### What the task asks
Please write out again, unchanged, the lines from the first line up to and including the line with "top-left (58, 28), bottom-right (220, 150)".
======== Material for the task ========
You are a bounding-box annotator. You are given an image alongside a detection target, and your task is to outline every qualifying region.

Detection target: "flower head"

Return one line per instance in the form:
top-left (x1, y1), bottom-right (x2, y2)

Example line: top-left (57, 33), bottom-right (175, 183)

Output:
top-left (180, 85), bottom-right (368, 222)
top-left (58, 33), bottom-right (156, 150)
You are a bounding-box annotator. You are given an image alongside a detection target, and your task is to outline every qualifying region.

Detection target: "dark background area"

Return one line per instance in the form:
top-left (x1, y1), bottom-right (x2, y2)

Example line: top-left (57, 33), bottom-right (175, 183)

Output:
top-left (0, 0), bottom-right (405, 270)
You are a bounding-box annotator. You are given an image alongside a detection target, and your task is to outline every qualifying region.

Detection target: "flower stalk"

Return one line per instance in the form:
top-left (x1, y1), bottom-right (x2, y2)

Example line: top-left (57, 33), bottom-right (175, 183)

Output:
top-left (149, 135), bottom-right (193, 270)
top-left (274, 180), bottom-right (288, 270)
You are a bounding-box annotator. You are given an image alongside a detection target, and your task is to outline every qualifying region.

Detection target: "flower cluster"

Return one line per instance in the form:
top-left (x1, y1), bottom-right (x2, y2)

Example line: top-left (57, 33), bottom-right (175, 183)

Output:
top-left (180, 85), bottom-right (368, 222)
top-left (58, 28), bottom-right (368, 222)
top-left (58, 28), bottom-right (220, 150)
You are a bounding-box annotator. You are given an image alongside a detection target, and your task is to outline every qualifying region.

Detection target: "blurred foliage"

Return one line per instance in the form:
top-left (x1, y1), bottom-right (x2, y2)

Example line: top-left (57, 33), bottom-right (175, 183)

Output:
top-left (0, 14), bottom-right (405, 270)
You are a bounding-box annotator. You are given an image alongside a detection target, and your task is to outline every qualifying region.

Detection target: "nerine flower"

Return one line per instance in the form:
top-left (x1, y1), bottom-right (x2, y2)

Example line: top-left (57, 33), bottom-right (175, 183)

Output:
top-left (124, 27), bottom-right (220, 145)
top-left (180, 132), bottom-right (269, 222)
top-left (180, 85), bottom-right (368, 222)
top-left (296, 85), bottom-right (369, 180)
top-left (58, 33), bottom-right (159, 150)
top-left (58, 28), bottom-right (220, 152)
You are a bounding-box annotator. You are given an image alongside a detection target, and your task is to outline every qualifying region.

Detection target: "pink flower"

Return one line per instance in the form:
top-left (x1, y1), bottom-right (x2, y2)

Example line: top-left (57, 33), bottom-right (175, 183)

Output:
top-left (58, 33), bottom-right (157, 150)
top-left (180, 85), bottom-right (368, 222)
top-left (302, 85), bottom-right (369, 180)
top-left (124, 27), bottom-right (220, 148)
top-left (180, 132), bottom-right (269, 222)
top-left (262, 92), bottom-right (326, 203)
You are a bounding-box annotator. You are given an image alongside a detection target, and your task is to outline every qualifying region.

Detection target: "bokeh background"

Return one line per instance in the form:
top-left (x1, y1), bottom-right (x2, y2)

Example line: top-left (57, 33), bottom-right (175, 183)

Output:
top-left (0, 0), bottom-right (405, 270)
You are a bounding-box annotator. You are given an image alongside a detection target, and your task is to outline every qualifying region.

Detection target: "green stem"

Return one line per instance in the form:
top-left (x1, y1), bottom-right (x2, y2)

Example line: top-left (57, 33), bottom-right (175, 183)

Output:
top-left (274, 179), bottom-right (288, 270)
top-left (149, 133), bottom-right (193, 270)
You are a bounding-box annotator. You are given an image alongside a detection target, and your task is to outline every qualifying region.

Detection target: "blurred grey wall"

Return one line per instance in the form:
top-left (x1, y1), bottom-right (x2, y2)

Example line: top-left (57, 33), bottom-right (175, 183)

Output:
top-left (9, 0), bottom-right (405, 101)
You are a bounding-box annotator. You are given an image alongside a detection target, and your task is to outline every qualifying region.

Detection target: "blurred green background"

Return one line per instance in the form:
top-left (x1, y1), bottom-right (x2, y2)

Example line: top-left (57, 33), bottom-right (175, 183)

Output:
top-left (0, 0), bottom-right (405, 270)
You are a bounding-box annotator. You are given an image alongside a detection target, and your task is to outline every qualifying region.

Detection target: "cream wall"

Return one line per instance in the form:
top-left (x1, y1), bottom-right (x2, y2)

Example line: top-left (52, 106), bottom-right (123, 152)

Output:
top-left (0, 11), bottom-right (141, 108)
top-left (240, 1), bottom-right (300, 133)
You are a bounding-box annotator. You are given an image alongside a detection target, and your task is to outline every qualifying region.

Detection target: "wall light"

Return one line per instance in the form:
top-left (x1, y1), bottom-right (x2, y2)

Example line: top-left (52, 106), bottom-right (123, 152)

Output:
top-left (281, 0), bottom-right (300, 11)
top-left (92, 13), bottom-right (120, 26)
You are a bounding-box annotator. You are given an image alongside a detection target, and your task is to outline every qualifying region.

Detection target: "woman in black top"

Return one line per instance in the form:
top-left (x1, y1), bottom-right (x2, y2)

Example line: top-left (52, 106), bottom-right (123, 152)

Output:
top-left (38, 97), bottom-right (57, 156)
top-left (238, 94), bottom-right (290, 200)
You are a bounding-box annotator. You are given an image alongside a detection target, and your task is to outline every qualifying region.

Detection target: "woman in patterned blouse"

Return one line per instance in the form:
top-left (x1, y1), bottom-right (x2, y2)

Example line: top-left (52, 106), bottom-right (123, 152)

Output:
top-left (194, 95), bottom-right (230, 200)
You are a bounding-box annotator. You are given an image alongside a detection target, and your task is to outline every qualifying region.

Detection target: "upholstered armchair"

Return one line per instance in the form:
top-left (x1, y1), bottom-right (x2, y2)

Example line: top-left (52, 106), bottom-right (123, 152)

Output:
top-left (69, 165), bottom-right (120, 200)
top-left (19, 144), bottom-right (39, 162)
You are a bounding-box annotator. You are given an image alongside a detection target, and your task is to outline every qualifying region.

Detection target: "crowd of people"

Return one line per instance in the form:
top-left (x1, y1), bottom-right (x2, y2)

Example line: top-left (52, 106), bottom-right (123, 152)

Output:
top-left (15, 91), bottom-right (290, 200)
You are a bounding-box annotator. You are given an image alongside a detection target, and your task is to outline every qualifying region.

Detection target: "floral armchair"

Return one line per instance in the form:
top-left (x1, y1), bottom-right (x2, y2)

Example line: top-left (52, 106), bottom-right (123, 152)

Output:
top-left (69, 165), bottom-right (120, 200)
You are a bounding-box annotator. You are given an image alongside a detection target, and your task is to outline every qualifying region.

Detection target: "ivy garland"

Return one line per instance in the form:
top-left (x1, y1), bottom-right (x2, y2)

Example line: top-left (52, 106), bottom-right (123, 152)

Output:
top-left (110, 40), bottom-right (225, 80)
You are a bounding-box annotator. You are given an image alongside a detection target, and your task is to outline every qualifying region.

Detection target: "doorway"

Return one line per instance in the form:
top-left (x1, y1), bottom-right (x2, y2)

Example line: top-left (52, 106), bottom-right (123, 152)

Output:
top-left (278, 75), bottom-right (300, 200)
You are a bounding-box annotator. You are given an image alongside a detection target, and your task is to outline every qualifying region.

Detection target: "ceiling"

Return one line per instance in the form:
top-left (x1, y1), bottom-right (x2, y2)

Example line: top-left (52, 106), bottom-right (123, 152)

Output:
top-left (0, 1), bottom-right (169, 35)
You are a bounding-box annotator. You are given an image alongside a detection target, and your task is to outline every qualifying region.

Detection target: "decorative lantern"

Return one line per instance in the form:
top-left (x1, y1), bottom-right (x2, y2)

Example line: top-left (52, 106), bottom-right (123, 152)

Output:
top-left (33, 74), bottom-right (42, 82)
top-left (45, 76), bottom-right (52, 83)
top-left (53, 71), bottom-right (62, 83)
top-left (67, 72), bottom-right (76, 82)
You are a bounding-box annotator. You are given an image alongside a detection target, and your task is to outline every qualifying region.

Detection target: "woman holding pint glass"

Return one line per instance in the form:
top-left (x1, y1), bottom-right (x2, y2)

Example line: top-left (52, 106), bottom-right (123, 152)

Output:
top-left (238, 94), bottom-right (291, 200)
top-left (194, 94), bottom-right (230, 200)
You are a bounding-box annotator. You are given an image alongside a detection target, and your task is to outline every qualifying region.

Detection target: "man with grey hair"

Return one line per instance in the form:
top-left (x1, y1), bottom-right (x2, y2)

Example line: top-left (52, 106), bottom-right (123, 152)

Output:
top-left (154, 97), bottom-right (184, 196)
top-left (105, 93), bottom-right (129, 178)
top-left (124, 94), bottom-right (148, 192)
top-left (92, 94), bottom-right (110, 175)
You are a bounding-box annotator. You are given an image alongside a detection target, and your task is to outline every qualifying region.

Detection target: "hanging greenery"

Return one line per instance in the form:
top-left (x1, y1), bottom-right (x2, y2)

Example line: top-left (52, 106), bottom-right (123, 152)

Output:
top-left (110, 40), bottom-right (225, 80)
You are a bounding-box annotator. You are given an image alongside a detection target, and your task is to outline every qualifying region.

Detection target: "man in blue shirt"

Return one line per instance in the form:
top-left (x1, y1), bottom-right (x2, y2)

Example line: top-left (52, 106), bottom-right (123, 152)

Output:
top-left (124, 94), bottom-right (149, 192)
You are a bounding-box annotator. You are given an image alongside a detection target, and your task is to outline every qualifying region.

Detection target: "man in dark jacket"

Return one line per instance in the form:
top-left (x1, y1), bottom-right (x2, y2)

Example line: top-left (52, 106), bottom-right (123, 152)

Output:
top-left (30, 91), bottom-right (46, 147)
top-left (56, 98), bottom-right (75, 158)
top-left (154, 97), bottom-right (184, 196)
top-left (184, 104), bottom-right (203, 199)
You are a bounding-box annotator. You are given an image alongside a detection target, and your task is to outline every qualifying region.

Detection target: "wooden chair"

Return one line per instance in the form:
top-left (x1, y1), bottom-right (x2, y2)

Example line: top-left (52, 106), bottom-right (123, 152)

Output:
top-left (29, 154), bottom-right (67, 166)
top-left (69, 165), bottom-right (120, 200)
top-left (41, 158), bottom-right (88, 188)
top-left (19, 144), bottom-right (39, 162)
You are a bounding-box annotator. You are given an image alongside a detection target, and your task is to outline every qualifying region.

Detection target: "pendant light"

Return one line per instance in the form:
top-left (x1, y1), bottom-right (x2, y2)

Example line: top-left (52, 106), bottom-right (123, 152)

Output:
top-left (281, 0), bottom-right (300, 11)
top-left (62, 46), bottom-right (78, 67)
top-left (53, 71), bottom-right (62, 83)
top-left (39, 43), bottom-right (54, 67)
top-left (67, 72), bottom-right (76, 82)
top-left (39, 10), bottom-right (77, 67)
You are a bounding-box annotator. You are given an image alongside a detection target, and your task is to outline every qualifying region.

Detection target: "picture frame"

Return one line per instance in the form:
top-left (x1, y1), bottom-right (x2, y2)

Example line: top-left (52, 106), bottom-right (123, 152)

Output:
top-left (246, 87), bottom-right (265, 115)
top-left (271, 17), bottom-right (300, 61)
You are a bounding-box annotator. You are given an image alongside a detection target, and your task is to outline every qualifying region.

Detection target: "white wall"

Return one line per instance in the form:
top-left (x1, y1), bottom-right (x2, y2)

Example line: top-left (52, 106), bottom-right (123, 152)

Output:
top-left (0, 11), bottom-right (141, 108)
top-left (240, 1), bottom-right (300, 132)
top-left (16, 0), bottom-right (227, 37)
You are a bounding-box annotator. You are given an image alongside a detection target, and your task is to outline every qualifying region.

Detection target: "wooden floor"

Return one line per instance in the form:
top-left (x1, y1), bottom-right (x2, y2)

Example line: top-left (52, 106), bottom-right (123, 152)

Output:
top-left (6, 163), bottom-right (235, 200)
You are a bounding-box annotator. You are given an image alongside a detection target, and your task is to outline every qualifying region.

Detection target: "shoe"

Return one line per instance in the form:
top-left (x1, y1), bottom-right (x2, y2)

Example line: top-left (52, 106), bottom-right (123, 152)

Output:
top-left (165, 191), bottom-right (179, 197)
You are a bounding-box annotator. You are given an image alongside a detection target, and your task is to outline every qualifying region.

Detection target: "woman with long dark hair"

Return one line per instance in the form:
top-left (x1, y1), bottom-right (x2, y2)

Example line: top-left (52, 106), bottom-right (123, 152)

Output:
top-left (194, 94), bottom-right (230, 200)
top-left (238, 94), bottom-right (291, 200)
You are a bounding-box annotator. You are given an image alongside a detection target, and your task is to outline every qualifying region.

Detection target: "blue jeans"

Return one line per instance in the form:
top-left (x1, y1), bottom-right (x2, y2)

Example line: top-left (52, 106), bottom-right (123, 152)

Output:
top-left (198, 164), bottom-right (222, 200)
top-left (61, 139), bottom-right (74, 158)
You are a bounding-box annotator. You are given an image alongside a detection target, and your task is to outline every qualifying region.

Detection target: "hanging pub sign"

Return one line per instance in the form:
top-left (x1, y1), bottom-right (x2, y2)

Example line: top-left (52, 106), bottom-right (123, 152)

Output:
========
### Exercise solution
You are a bounding-box annotator. You are given an image alongside a detection target, and your task is to outline every qualifying region.

Detection target: "flower head"

Return one line per instance in the form:
top-left (x1, y1), bottom-right (x2, y2)

Example line: top-left (57, 33), bottom-right (175, 183)

Output:
top-left (180, 85), bottom-right (368, 222)
top-left (58, 33), bottom-right (156, 150)
You are a bounding-box annotator. You are given an image alongside a detection target, and your task is to outline every qualifying region.

Detection target: "dark background area"

Return one line per instance in the form:
top-left (x1, y1), bottom-right (x2, y2)

Example line: top-left (57, 33), bottom-right (175, 183)

Output:
top-left (0, 0), bottom-right (405, 270)
You are a bounding-box annotator. You are given an image alongside a detection target, and your task is to outline every qualifying region.

Detection target: "flower stalk"

Return one line per instance in the form:
top-left (x1, y1), bottom-right (x2, y2)

Example line: top-left (57, 33), bottom-right (175, 183)

Output:
top-left (149, 135), bottom-right (193, 270)
top-left (274, 180), bottom-right (288, 270)
You are a bounding-box annotator. You are given an image alongside a detection target, and your task is to outline every qualifying region.

Detection target: "flower cluster"

Return one line per instance in the form:
top-left (x1, y1), bottom-right (x2, y2)

Example line: top-left (57, 33), bottom-right (175, 183)

Output:
top-left (180, 85), bottom-right (368, 222)
top-left (58, 28), bottom-right (368, 222)
top-left (58, 28), bottom-right (220, 150)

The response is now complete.